Work to complete
Print the data exactly as written, line for line, and leave its pictures behind.

Provided data
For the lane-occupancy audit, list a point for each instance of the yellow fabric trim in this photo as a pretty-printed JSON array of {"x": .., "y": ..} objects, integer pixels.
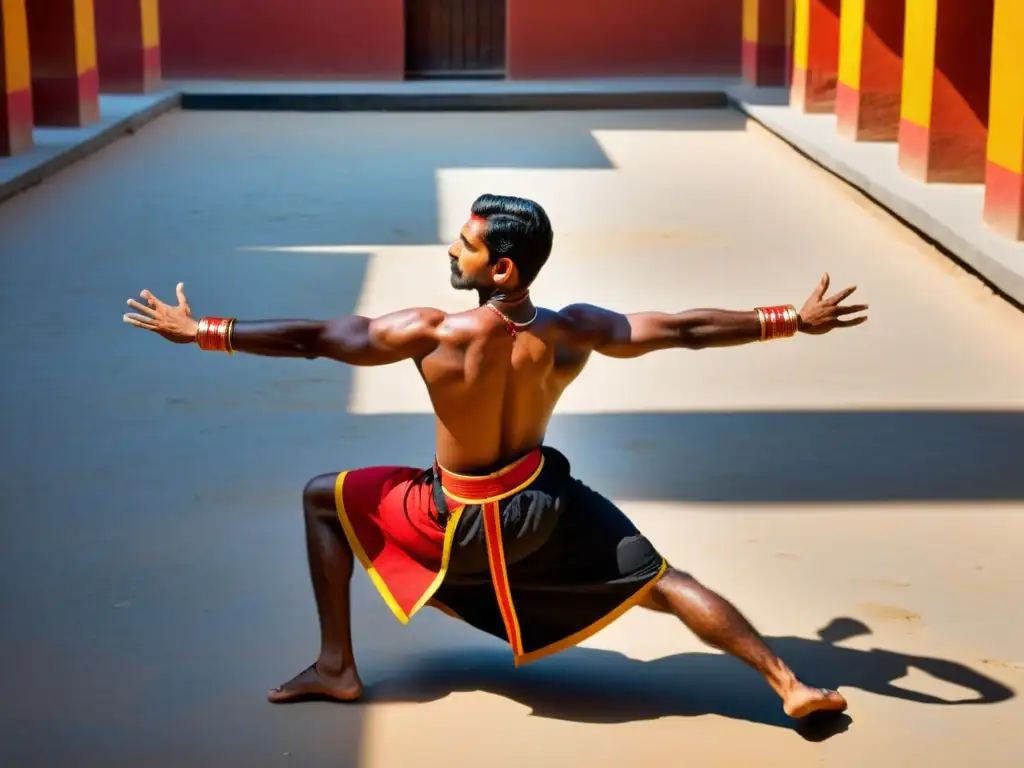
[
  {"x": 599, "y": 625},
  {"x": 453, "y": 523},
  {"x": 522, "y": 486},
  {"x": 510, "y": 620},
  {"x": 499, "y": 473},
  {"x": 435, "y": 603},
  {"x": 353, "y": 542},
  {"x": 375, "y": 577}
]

Answer to this exercise
For the lane-occupancy audit, list a point for each instance of the yellow fabric trim in this photo as a pretty-printed JSON array of {"x": .., "y": ..} objects, integer pixels.
[
  {"x": 599, "y": 625},
  {"x": 453, "y": 523},
  {"x": 522, "y": 486},
  {"x": 510, "y": 620},
  {"x": 499, "y": 473},
  {"x": 435, "y": 603},
  {"x": 353, "y": 542},
  {"x": 375, "y": 577}
]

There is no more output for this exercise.